● WORK INSTRUCTIONS:
Carry none of the pictures over; set down the material below exactly.

Records from a data source:
#####

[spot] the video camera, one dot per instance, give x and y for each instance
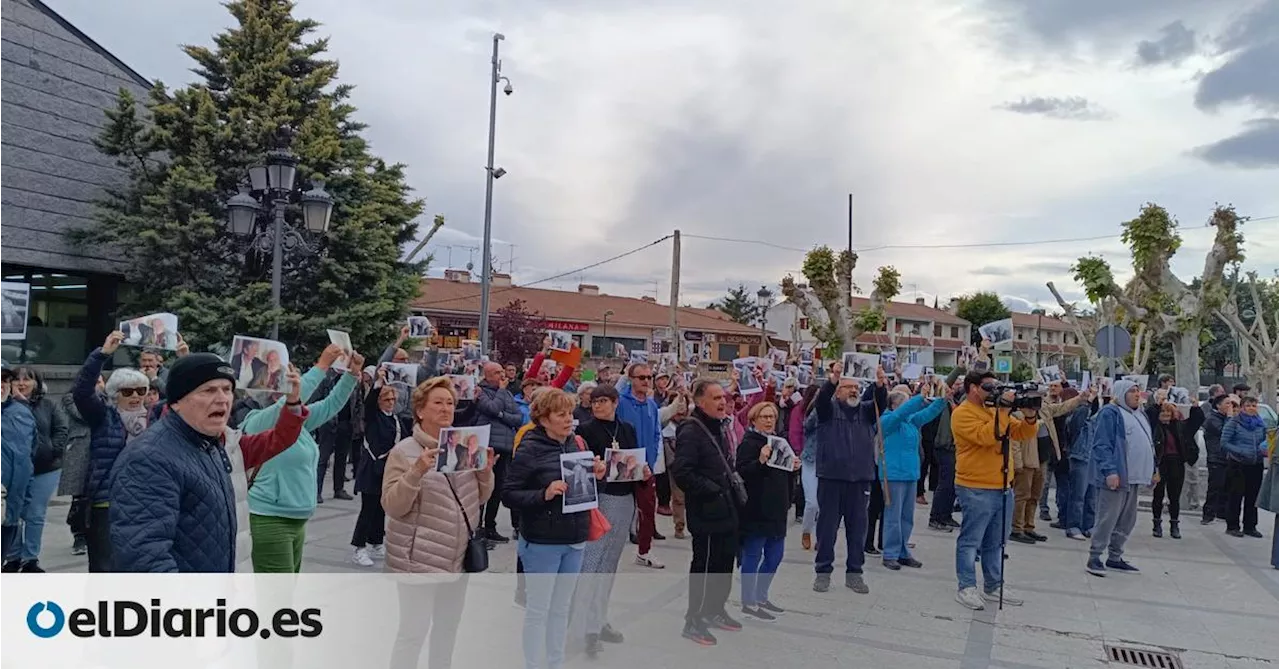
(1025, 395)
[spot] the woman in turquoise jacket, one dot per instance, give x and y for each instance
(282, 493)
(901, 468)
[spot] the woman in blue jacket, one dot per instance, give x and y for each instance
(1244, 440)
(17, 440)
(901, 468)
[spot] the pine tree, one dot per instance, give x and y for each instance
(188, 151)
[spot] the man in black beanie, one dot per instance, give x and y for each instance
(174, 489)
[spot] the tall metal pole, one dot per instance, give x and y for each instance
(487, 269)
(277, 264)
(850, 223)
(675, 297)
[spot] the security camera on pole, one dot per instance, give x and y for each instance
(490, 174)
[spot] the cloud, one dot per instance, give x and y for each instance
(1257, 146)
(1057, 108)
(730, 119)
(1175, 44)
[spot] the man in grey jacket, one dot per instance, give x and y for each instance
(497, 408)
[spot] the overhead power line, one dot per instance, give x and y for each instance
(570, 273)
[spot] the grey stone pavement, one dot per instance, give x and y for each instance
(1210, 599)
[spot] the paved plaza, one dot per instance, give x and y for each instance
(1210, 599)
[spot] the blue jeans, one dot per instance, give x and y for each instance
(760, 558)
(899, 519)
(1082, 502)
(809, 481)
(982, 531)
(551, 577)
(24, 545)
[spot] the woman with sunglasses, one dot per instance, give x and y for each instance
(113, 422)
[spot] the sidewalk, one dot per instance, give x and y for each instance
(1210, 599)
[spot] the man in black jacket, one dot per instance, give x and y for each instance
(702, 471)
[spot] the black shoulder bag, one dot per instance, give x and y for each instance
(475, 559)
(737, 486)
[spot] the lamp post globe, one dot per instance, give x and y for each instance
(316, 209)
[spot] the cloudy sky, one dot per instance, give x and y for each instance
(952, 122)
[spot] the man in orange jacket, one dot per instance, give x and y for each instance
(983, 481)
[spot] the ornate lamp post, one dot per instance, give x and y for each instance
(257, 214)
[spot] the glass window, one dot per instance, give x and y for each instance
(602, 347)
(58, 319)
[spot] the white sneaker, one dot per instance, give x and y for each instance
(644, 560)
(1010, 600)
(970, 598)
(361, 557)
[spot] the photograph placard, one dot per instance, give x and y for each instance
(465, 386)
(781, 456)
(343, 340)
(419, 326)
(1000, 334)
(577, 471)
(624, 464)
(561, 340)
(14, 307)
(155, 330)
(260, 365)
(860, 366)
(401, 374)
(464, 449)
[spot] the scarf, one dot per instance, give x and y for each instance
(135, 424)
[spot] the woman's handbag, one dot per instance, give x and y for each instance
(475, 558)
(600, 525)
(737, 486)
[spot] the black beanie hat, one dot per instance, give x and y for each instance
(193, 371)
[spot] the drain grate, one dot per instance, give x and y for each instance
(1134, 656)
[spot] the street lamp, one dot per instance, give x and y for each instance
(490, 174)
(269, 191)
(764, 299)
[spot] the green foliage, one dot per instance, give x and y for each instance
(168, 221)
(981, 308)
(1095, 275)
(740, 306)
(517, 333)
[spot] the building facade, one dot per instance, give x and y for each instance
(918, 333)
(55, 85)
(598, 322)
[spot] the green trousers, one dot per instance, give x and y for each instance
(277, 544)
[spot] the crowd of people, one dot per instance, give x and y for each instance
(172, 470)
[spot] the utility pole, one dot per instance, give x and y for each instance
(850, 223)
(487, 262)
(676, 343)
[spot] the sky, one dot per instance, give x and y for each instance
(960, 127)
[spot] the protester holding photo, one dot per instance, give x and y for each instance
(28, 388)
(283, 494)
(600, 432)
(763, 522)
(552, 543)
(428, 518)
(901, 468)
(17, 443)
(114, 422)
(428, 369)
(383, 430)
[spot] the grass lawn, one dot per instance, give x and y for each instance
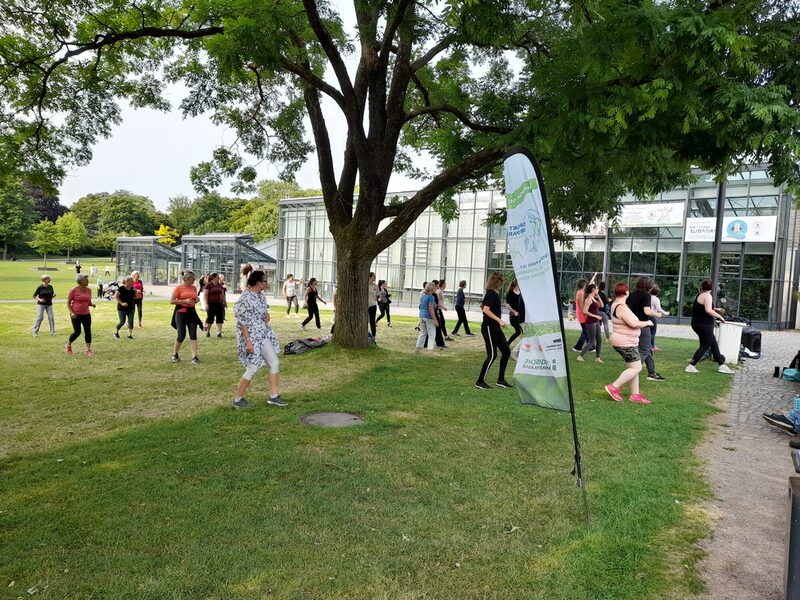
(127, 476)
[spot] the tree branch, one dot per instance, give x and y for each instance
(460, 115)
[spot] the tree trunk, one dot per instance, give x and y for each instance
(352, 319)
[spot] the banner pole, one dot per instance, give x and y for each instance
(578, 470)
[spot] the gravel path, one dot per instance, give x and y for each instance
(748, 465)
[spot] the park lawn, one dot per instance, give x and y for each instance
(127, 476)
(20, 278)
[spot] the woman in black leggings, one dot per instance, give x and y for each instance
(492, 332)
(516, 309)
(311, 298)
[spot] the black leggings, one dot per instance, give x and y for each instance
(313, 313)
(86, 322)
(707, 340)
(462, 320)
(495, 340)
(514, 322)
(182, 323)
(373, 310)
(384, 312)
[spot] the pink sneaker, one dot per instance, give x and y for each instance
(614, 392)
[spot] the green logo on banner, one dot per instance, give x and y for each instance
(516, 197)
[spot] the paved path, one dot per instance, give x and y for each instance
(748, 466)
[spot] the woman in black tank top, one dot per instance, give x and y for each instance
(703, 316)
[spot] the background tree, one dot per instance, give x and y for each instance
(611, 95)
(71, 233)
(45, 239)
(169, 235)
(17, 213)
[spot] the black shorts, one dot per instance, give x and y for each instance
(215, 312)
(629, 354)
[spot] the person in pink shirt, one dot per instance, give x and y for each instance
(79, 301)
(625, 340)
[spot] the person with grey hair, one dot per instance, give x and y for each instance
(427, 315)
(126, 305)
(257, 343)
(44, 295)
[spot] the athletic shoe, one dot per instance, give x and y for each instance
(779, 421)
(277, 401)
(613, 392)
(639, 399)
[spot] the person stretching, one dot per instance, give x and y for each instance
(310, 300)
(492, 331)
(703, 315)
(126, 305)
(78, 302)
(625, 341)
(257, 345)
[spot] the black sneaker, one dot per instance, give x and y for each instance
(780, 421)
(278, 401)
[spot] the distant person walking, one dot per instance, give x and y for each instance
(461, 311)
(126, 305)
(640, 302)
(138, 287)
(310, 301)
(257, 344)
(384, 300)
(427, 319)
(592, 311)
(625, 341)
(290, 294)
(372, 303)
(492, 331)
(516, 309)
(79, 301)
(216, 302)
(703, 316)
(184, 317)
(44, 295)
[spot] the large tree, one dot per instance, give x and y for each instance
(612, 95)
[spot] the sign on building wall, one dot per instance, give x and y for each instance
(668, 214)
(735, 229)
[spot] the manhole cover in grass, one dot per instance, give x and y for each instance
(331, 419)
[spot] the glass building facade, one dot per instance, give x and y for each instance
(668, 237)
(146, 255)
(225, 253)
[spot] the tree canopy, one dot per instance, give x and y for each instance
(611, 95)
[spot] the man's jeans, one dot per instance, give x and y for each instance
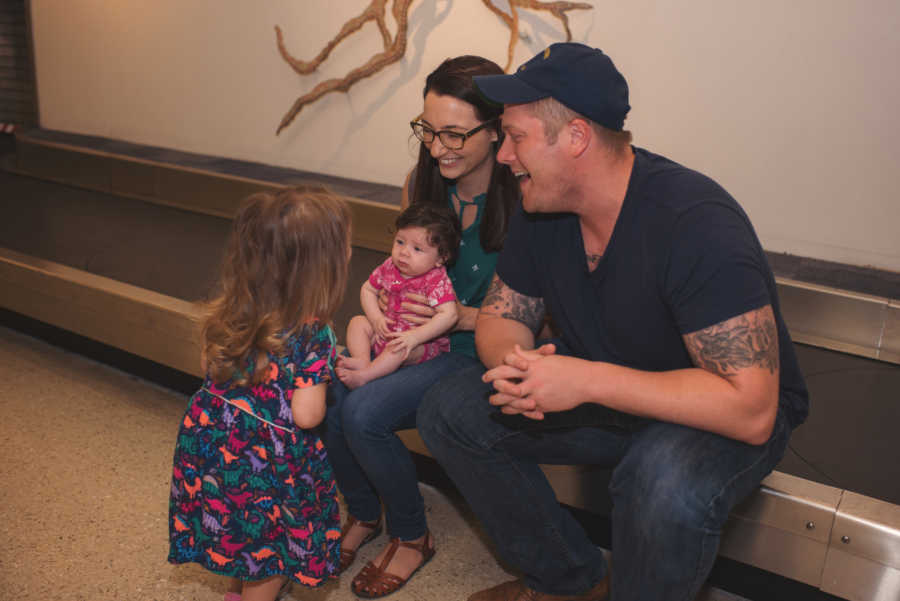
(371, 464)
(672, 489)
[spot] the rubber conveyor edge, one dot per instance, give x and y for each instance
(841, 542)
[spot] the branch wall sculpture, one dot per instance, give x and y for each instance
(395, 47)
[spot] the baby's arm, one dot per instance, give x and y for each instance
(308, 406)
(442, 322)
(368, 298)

#####

● RESPONSE TO THE EXERCISE:
[spot] the video camera, one dot per instance, give x and y for each instance
(1025, 395)
[spot] the woman in turquoise jacket, one dot per instance, give x and y for each instance
(282, 493)
(901, 468)
[spot] the woman in blue jacket, one dot per instance, give x and y for each instance
(1244, 440)
(17, 440)
(901, 468)
[spot] the pine tree, one dot per instance, give x and y for each instance
(188, 151)
[spot] the man in black beanie, one dot per instance, give x and y for each instance
(174, 489)
[spot] the tall metal pole, one dot per instance, give x and y for each instance
(487, 269)
(277, 264)
(850, 223)
(675, 297)
[spot] the security camera on pole, one dot per instance, give x and y for each instance
(490, 174)
[spot] the cloud, one dot per instance, give x and y for each instance
(1257, 146)
(1057, 108)
(730, 119)
(1175, 44)
[spot] the man in grey jacket, one dot per instance, give x and y for each instance
(497, 408)
[spot] the overhead power line, one dot per instance, give x and y for each instance
(570, 273)
[spot] the grey stone pavement, one dot per instance, give x and y for each instance
(1210, 599)
[spot] the paved plaza, one dot per instance, give x and y for each instance
(1210, 599)
[spot] the blue jeans, one dot per instance, give x and y for each instance
(760, 558)
(899, 519)
(1082, 502)
(809, 481)
(982, 531)
(551, 577)
(24, 545)
[spot] the woman with sunglasses, one dot per instance, give x and y for each instance
(113, 422)
[spot] the sidewalk, one dot per instance, give x and y for each instance
(1210, 599)
[spot] the man in black jacket, one dot per instance, give x and y for each instance
(702, 471)
[spot] the black shoulder bag, one dot per instance, give x and y for each instance
(475, 559)
(737, 486)
[spot] the lamp post globe, one dot per instance, give x and y for each instance
(316, 209)
[spot] the cloudy sky, one dot per instance, give x and y for each instance
(952, 122)
[spot] the man in orange jacket, one dot per instance, give x and y for each instance
(983, 481)
[spot] the ornate lamp post, one dot per instance, give x and y for each instance
(257, 214)
[spot] the glass window, one dot per instance, give x and y for each instance
(602, 347)
(58, 319)
[spot] the white sneaker, one dot per instance, give x and y for each instance
(644, 560)
(1010, 600)
(970, 598)
(361, 557)
[spot] the photograph placard, one dot per instance, give x and y for each instance
(465, 386)
(781, 456)
(343, 340)
(419, 326)
(1000, 334)
(577, 471)
(624, 464)
(561, 340)
(14, 307)
(155, 330)
(260, 365)
(860, 366)
(401, 374)
(464, 449)
[spot] the scarf, one dot per instance, give x and y for each instance
(135, 424)
[spot] the woman's handbag, one dot per instance, give x and y for each instance
(475, 558)
(600, 525)
(737, 486)
[spot] the black beanie hat, one dot per instance, give x and y for each instance
(193, 371)
[spot] the drain grate, one dot per instance, give x and y for each instance
(1134, 656)
[spot] the street lamp, one dot per instance, give x and y for each instance
(490, 174)
(269, 191)
(764, 299)
[spot] the green foliage, one dot per instance, give x and y for each instance
(168, 221)
(981, 308)
(1095, 275)
(740, 306)
(517, 333)
[spot] the building facade, one dot per instance, give x and y for each instance
(918, 333)
(55, 85)
(598, 322)
[spot] the green trousers, one dot per instance, give x and y for each instance
(277, 544)
[spot] the crowd of people, one dot per instance, give x and y for each instance
(172, 470)
[spot] the utility pole, one dot per instance, give x and y for each instance
(850, 223)
(487, 262)
(676, 343)
[spot] the sky, one dot per instance, give x and y for each instance
(960, 127)
[spot] the protester holding photo, one dot per instance, give x and y for each instance
(28, 388)
(283, 494)
(600, 432)
(763, 522)
(552, 543)
(428, 518)
(901, 468)
(17, 443)
(114, 422)
(428, 369)
(383, 430)
[spot] the grass lawn, one dot per instance, give x and y for each instance
(127, 476)
[spot] the tree branch, one dot per instance, give x and y for each instance
(460, 115)
[spot] the tree trunk, one dot per instance, give x and y for each instance
(352, 319)
[spot] the banner pole, one dot per instance, give x and y for each instance
(578, 470)
[spot] the gravel path, one dot per instance, give x and y for each instance
(748, 465)
[spot] the park lawn, one dot per instance, give x and y for each instance
(127, 476)
(20, 278)
[spot] the woman in black leggings, one dot per instance, give x and y for each instance
(492, 332)
(516, 309)
(311, 298)
[spot] the black leggings, one dot per instance, give x and y for each instance
(313, 313)
(86, 322)
(707, 340)
(462, 320)
(495, 340)
(514, 322)
(182, 323)
(373, 310)
(384, 312)
[spot] the pink sneaker, one dot per instance, give x and y for each instance
(614, 392)
[spot] the green logo on banner, one dot per instance, give x and y for each instance
(516, 197)
[spot] the paved path, one dot per instance, give x and y for each instance
(748, 466)
[spot] the woman in black tank top, one dot per instance, give x and y for each instance
(703, 316)
[spot] the background tree, one dot per instance, give x and y for each instance
(611, 95)
(71, 233)
(45, 239)
(169, 235)
(17, 213)
[spot] the black shorts, one dot per instance, give x and y for each instance
(215, 312)
(629, 354)
[spot] the person in pink shirt, one dot per instance, give x and y for each instance
(79, 301)
(625, 340)
[spot] the person with grey hair, one dot per instance, give x and y for each instance
(427, 315)
(126, 305)
(257, 343)
(44, 295)
[spot] the athletic shoe, one dot per instance, give x and y for each instance
(779, 421)
(277, 401)
(613, 392)
(639, 399)
[spot] the person stretching, one dot per instance, give x and y for each instance
(310, 300)
(492, 331)
(703, 315)
(126, 305)
(78, 302)
(625, 341)
(257, 345)
[spot] the black sneaker, one dot per instance, give x and y for each instance
(780, 421)
(278, 401)
[spot] the distant person walking, one dot per instance, give x and y for each instance
(461, 311)
(126, 305)
(640, 302)
(138, 287)
(310, 301)
(257, 344)
(384, 300)
(427, 319)
(592, 311)
(625, 341)
(290, 294)
(372, 303)
(492, 331)
(516, 309)
(79, 301)
(216, 302)
(703, 316)
(184, 317)
(44, 295)
[spot] the large tree, one dot per instance, give x and y for each instance
(612, 95)
[spot] the sign on building wall, one dot per instance, give x and y for each instance
(668, 214)
(735, 229)
[spot] the manhole cover in grass, one dot per instance, give x and y for each instance
(331, 419)
[spot] the glass building facade, one dot per instance, give x and y for each instance
(668, 237)
(146, 255)
(225, 253)
[spot] the tree canopy, one dot per instance, give x and y for each instance
(611, 95)
[spot] the man's jeans, one dot per instance, give x and y for each instance
(371, 464)
(672, 489)
[spot] the rubber conveyor edge, one dot per instance, give x and y for each instance
(841, 542)
[spot] the branch wall sculpture, one dot per instance, give x and y for each instance
(395, 47)
[spot] the baby's arm, one dot per instance, give x and y for each instance
(308, 406)
(442, 322)
(368, 298)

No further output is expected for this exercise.